There’s definitely a secret to making great barbeque. The smoker and grill are key factors, for sure, and choosing the right ones can certainly be a challenge. But, once you get past that hurdle, trial and error are generally your best mode of defense against your BBQ competitors. We’re not all destined for BBQ greatness, but many of us can achieve something close with these best kept barbeque secrets.
As we stated earlier, choosing the right grill and smoker is a deciding factor in your BBQ genius. We recommend you invest some time perusing this Weber Q comparison guide. Since there are thousands of Weber grills to choose from, this guide will help you make an informed decision. The Q series by Weber is particularly unique in its design. And, they are highly portable and leave a small footprint. Pick the right one for you and then start focusing on these best kept BBQ secrets!
10 Tips for Exceptional Barbeque
John Markus is a decorated Pitmaster and certainly someone in the BBQ industry who can offer trustworthy advice. When you combine his expertise with that of Johnny Trigg and Nicole Davenport, you are guaranteed to get more than 10 tips for exceptional barbeque. But, we’re only going to share our favorites with you here:
- Rub early– Let the meat reach room temperature and then rub it down about an hour before you throw it in the smoker. Learn some great rubs.
- Patience– You might be tempted to add barbeque sauce early on, but it is best when you wait patiently until the last couple of minutes of cooking. It will cook in just the way you’re hoping for.
- Apple juice- It seems odd, but apple juice, squirted onto the meat at regular intervals will add flavor and make it a gorgeous color. Plus, you’ll avoid the black that often occurs.

Data shown
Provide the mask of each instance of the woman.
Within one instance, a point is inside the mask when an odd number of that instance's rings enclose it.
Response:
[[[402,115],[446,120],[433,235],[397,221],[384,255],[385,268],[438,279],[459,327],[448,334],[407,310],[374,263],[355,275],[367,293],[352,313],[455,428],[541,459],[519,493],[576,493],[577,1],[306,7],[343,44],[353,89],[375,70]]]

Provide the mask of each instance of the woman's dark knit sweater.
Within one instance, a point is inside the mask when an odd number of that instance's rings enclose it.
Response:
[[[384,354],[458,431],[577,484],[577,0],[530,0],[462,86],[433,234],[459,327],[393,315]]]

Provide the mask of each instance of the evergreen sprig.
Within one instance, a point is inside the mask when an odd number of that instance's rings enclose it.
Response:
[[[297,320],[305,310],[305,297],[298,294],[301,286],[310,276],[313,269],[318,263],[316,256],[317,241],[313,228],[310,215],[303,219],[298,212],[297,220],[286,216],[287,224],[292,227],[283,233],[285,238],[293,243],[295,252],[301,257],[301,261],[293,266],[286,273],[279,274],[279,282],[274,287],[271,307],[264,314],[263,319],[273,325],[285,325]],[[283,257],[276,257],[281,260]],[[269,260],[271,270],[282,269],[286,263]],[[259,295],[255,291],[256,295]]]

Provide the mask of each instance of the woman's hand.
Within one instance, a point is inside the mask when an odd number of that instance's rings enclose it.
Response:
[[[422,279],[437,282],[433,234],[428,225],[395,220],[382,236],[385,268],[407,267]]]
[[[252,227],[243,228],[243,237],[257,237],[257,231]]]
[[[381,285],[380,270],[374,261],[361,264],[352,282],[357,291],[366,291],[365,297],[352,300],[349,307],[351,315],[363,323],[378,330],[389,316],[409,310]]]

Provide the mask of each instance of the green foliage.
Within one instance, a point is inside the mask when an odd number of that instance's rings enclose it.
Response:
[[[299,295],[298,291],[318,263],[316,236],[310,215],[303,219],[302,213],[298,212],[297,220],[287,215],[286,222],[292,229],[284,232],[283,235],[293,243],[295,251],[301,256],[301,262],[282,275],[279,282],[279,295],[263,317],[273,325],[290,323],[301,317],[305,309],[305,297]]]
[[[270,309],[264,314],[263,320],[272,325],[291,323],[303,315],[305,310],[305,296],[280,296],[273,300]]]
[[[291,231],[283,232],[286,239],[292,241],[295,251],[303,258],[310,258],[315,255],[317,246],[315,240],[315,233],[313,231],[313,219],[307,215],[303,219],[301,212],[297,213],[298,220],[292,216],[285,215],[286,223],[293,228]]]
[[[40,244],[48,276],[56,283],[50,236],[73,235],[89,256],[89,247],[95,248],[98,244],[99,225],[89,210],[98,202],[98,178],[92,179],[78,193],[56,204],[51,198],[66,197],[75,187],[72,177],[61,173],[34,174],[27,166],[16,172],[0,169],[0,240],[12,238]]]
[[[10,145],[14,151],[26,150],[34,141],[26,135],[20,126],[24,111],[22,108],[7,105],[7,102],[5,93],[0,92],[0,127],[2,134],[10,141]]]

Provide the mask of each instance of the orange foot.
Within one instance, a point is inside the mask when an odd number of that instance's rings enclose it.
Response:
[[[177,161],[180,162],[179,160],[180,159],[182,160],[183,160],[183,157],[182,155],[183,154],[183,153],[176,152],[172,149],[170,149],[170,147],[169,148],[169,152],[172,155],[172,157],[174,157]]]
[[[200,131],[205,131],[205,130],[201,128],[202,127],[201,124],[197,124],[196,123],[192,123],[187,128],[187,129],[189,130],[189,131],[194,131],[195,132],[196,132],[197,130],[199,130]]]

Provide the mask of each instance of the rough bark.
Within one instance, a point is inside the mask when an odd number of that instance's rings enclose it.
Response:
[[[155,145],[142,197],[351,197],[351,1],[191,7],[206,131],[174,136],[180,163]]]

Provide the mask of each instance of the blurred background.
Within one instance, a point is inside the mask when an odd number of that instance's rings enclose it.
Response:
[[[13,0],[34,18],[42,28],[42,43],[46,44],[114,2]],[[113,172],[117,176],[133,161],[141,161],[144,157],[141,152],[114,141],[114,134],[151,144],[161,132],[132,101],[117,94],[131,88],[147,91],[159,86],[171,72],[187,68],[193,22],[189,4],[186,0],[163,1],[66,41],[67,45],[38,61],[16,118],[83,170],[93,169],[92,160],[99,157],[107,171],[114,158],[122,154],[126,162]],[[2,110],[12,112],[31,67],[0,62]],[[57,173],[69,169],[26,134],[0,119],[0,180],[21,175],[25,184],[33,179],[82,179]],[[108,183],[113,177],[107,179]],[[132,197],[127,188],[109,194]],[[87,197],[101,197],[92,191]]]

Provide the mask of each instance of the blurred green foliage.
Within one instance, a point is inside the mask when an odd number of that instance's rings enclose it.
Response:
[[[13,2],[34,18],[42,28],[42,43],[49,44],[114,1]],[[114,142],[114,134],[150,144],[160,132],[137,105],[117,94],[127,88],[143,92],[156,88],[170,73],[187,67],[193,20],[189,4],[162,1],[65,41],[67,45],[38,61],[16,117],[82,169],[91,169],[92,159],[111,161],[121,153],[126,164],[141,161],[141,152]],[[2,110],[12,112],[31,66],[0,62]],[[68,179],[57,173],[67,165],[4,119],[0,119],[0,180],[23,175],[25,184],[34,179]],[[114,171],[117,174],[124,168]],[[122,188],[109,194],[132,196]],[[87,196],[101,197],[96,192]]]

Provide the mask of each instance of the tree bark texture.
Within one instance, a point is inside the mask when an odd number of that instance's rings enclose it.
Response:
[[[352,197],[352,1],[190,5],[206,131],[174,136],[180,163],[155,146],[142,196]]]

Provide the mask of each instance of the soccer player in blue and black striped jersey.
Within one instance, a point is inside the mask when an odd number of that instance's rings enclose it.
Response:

Required work
a) Answer each question from the barbeque article, one per line:
(i) Which Weber series is described as highly portable?
(ii) About how long before the meat goes into the smoker should it be rubbed down?
(iii) What is squirted onto the meat at regular intervals?
b) Continue the barbeque article from its last sentence, adding more tips in the same format.
The lines are separate material and have no connection to the barbeque article.

Task responses
a)
(i) The Q series
(ii) About an hour
(iii) Apple juice

b)
- Wood to coals– Perhaps you never considered it, but you can add a couple hunks of wood to the coals. This will add a nice smoky flavor. Consider pecan or hickory. Oak can add a mellow flavor as well.
- Low and slow- It’s the way to go. But many of us are in a hurry to get the meat on the grill. Be sure that the fire is tame and averaging a 200-250 degree mark on the grates.
- Gauge- You cannot eyeball good barbeque. You definitely need to invest in a good meat temperature gauge. This will help you ensure you don’t over- or undercook your meat. Check out these gauge options.
- Take it off- Do this just a wee bit sooner than you think you should. Meat will continue cooking even once it has left the grates. If you pull it off when it’s reached your desired stage, you might be disappointed by those extra moments of cooking.
- Mistakes are great– If you make mistakes, all that says is, “You’re human.” Mistakes give you the opportunity to learn. Remember, trial and error is part of the process, even with these secret tips.
- Don’t flip– Over flipping the meat can make the juices fall out. Let it rest on one side for half of the cook time and the other side for the other half. Only flip once.
- Squeeze butter- This comes in liquid form and can add desirable moisture and flavor to your steaks and other meats.